Written task: Each record below should be repeated precisely as written.

Data provided:
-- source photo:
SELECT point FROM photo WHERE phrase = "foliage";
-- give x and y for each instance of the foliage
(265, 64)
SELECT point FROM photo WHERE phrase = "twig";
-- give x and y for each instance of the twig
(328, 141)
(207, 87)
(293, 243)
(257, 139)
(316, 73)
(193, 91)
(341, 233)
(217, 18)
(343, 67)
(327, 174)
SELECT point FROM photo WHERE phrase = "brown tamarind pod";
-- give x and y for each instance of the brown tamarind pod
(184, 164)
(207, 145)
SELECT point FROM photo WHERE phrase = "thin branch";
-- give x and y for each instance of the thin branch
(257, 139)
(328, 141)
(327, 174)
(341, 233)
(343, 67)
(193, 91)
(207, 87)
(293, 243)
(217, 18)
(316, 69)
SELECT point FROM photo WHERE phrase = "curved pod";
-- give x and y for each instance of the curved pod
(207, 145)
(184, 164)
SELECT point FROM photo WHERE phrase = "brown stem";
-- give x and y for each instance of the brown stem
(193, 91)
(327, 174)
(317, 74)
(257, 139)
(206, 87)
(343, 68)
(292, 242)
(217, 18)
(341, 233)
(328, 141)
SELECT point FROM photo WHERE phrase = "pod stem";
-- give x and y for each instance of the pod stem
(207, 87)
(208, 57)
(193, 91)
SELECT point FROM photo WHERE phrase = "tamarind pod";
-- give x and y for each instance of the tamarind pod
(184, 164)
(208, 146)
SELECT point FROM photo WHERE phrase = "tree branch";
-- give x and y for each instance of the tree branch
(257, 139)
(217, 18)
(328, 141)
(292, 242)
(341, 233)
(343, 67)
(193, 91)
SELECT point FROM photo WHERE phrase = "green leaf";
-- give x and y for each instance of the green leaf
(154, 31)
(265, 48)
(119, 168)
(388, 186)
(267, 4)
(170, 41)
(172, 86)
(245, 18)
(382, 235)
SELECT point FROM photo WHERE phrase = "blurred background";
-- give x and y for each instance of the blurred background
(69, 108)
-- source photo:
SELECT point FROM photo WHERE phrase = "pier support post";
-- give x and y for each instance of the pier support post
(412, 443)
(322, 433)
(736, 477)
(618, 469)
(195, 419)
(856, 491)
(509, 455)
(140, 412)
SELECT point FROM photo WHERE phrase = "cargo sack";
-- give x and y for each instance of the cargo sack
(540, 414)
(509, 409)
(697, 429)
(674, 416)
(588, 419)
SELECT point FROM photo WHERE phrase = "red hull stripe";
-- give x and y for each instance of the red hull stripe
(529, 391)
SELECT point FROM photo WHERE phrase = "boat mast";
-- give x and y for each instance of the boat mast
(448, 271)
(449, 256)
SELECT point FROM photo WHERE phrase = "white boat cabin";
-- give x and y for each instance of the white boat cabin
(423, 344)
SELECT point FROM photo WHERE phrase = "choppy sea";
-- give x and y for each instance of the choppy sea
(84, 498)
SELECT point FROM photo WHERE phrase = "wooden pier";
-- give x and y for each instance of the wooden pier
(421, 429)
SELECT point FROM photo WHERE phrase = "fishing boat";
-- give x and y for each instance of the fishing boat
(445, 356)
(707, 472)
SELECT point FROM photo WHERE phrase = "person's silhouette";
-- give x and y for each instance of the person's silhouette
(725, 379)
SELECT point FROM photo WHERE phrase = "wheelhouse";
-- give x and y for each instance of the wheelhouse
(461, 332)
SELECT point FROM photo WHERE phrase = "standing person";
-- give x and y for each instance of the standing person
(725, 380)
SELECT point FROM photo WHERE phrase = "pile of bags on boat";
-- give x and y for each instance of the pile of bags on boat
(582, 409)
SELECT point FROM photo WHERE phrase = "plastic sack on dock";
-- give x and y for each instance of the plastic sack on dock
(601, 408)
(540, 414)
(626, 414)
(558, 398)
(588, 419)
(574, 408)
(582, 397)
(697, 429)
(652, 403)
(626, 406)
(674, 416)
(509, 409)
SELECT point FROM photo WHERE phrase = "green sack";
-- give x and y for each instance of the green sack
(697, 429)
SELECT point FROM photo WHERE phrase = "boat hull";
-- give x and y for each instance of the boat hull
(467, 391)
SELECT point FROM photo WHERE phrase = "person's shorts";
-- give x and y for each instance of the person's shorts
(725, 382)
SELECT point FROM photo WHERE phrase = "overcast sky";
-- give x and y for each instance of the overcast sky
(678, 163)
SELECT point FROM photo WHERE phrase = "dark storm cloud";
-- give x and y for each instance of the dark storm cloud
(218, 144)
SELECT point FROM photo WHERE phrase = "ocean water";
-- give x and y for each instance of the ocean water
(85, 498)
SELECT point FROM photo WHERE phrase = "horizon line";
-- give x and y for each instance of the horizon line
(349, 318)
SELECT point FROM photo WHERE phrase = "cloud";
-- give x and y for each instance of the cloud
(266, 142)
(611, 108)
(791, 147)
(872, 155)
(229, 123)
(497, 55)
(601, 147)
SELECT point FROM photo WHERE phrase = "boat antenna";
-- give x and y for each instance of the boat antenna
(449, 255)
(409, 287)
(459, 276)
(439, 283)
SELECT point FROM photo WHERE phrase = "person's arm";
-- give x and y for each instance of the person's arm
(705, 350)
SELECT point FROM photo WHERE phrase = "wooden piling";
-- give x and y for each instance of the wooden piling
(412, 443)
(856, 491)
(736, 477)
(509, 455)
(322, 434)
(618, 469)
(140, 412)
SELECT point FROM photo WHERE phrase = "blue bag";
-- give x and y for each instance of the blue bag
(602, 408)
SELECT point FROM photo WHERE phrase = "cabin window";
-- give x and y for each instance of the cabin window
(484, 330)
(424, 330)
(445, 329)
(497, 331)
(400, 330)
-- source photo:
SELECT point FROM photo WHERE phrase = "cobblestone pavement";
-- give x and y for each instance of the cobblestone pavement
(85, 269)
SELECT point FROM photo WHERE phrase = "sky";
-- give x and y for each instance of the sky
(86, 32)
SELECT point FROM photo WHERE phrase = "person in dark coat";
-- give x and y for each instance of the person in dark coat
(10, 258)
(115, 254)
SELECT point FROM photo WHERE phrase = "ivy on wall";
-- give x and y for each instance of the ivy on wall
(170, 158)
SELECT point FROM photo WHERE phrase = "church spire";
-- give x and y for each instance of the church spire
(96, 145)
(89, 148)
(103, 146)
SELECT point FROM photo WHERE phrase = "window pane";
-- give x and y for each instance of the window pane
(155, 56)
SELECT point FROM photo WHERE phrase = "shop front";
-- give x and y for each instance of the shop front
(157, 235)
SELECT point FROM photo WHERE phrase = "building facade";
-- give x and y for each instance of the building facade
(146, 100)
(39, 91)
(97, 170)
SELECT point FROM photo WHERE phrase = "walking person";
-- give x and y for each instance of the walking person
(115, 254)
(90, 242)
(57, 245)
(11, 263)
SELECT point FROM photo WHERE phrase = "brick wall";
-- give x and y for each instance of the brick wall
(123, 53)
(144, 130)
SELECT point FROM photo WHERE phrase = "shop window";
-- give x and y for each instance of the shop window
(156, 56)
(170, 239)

Correct answer:
-- source photo:
SELECT point FROM photo WHERE phrase = "foliage";
-- give x and y for each instance of the foliage
(265, 64)
SELECT point FROM photo WHERE phrase = "twig";
-- give x and y for each instance of the twig
(328, 141)
(207, 87)
(293, 243)
(257, 139)
(316, 73)
(193, 91)
(341, 233)
(217, 18)
(343, 67)
(327, 174)
SELECT point FROM photo WHERE phrase = "brown tamarind pod";
-- give x and y for each instance of the brown tamarind pod
(184, 164)
(207, 145)
SELECT point FROM photo WHERE phrase = "thin branch";
-- give x and y for each instance of the thin branch
(257, 139)
(328, 141)
(327, 174)
(341, 233)
(343, 67)
(193, 91)
(207, 87)
(293, 243)
(217, 18)
(316, 69)
SELECT point FROM photo WHERE phrase = "curved pod";
-- give x and y for each instance of the curved pod
(207, 145)
(184, 164)
SELECT point FROM photo WHERE phrase = "brown stem";
-- give x and y for each instance of the brown stem
(193, 91)
(327, 174)
(317, 74)
(257, 139)
(206, 87)
(343, 68)
(292, 242)
(217, 18)
(341, 233)
(328, 141)
SELECT point FROM photo WHERE phrase = "pod stem";
-- give x and y for each instance of the pod stem
(207, 87)
(208, 57)
(193, 91)
SELECT point FROM photo WHERE phrase = "tamarind pod";
-- give x and y for each instance of the tamarind pod
(184, 164)
(208, 146)
SELECT point FROM photo WHERE phrase = "tree branch";
-- give x and y for each instance of the tree branch
(257, 139)
(217, 18)
(328, 141)
(292, 242)
(341, 233)
(343, 67)
(193, 91)
SELECT point FROM photo WHERE phrase = "green leaf";
-- give x and y for each instance of the green leaf
(154, 31)
(265, 48)
(119, 168)
(388, 186)
(267, 4)
(170, 41)
(172, 86)
(245, 18)
(382, 235)
SELECT point FROM photo WHERE phrase = "blurred background";
-- give x and y for each instance of the blurred background
(69, 108)
-- source photo:
SELECT point FROM photo WHERE phrase = "pier support post";
-- give x and y for each instance of the pier support post
(412, 443)
(322, 433)
(736, 477)
(618, 469)
(195, 419)
(856, 491)
(509, 455)
(140, 412)
SELECT point FROM photo WHERE phrase = "cargo sack";
-- give x and y for each instance of the cargo sack
(540, 414)
(509, 409)
(697, 429)
(674, 416)
(588, 419)
SELECT point FROM photo WHERE phrase = "red hull stripe";
-- give x and y for each instance of the red hull stripe
(529, 391)
SELECT point FROM photo WHERE phrase = "boat mast";
-- give x and y for each instance of the boat mast
(448, 271)
(449, 256)
SELECT point FROM photo WHERE phrase = "white boat cabin";
-- give x and y for each instance of the white boat cabin
(423, 344)
SELECT point FROM photo WHERE phrase = "choppy sea";
-- give x and y for each instance of the choppy sea
(84, 498)
SELECT point FROM photo WHERE phrase = "wooden pier";
-- give x and y for each instance of the wooden pier
(421, 429)
SELECT point FROM photo WHERE phrase = "fishing boat";
-- give x and y for each instance of the fishing boat
(445, 356)
(707, 472)
SELECT point FROM photo WHERE phrase = "person's silhouette";
-- give x and y for each instance of the person's silhouette
(725, 379)
SELECT point FROM photo WHERE phrase = "wheelhouse";
-- give x and y for each instance of the wheelhouse
(461, 332)
SELECT point FROM photo WHERE phrase = "standing person";
-- give x and y for each instance of the standing person
(725, 380)
SELECT point FROM photo WHERE phrase = "pile of bags on boat";
-- give x and y for each instance of the pile of bags on boat
(582, 409)
SELECT point FROM photo WHERE phrase = "plastic sack on dock";
-- give x and y for each instance of the plastic sack on dock
(601, 408)
(540, 414)
(626, 414)
(558, 398)
(588, 419)
(574, 408)
(582, 397)
(697, 429)
(652, 403)
(626, 406)
(674, 416)
(509, 409)
SELECT point FROM photo WHERE phrase = "green sack";
-- give x and y for each instance of the green sack
(697, 429)
SELECT point FROM photo WHERE phrase = "boat hull";
-- give x and y for each instance of the boat hull
(467, 391)
SELECT point FROM photo WHERE phrase = "person's shorts";
-- give x and y for each instance of the person's shorts
(725, 382)
SELECT point FROM photo WHERE phrase = "overcast sky";
-- give x and y for each instance of the overcast sky
(678, 163)
SELECT point FROM photo WHERE phrase = "dark storm cloud";
-- give x and y for each instance of the dark storm cloud
(218, 144)
SELECT point FROM photo WHERE phrase = "ocean water";
-- give x and y for each instance of the ocean water
(85, 498)
SELECT point FROM photo WHERE phrase = "horizon line";
-- give x and y for each instance of the horizon line
(349, 318)
SELECT point FROM photo WHERE phrase = "cloud";
-- give x and y for each instance of the cloud
(266, 142)
(611, 108)
(791, 147)
(872, 155)
(229, 123)
(497, 55)
(601, 147)
SELECT point FROM photo WHERE phrase = "boat antenna";
-- give x and y for each instance of the boat antenna
(449, 255)
(409, 287)
(459, 276)
(439, 283)
SELECT point FROM photo WHERE phrase = "person's arm";
-- give x and y for each instance of the person's arm
(705, 350)
SELECT point FROM photo WHERE phrase = "wooden piling";
-- give x and y for each instance of the wooden piling
(412, 443)
(856, 491)
(736, 477)
(509, 455)
(322, 434)
(618, 469)
(140, 412)
SELECT point FROM photo WHERE phrase = "blue bag";
-- give x and y for each instance of the blue bag
(602, 408)
SELECT point FROM photo WHERE phrase = "cabin window";
-- give x and y for each instance of the cabin window
(484, 330)
(424, 330)
(445, 329)
(497, 331)
(400, 330)
-- source photo:
SELECT point FROM photo WHERE phrase = "cobblestone pavement";
-- give x and y for each instance of the cobblestone pavement
(85, 269)
SELECT point FROM photo WHERE phrase = "sky";
-- give x and y for each instance of the sky
(86, 32)
SELECT point FROM photo WHERE phrase = "person in dark coat";
-- give x and y for each instance of the person in dark coat
(10, 258)
(115, 254)
SELECT point FROM photo WHERE phrase = "ivy on wall";
-- give x and y for each instance of the ivy on wall
(170, 158)
SELECT point FROM photo WHERE phrase = "church spire";
-- give x and y for each instance of the church spire
(96, 145)
(89, 148)
(103, 146)
SELECT point FROM photo WHERE phrase = "window pane";
-- give x and y for each instance of the window pane
(155, 56)
SELECT point FROM photo WHERE phrase = "shop front";
-- give x and y for each instance of the shop front
(157, 235)
SELECT point FROM photo WHERE phrase = "building facade";
-- give x and y for each instance of the building facade
(146, 100)
(39, 91)
(97, 170)
SELECT point FROM photo WHERE phrase = "walking person";
-- give x and y for each instance of the walking person
(115, 254)
(90, 242)
(57, 245)
(11, 263)
SELECT point FROM photo WHERE phrase = "brick wall";
-- give x and y for each instance of the brick wall
(123, 53)
(144, 130)
SELECT point FROM photo WHERE phrase = "shop window";
-- give x and y for each instance of the shop window
(156, 56)
(170, 239)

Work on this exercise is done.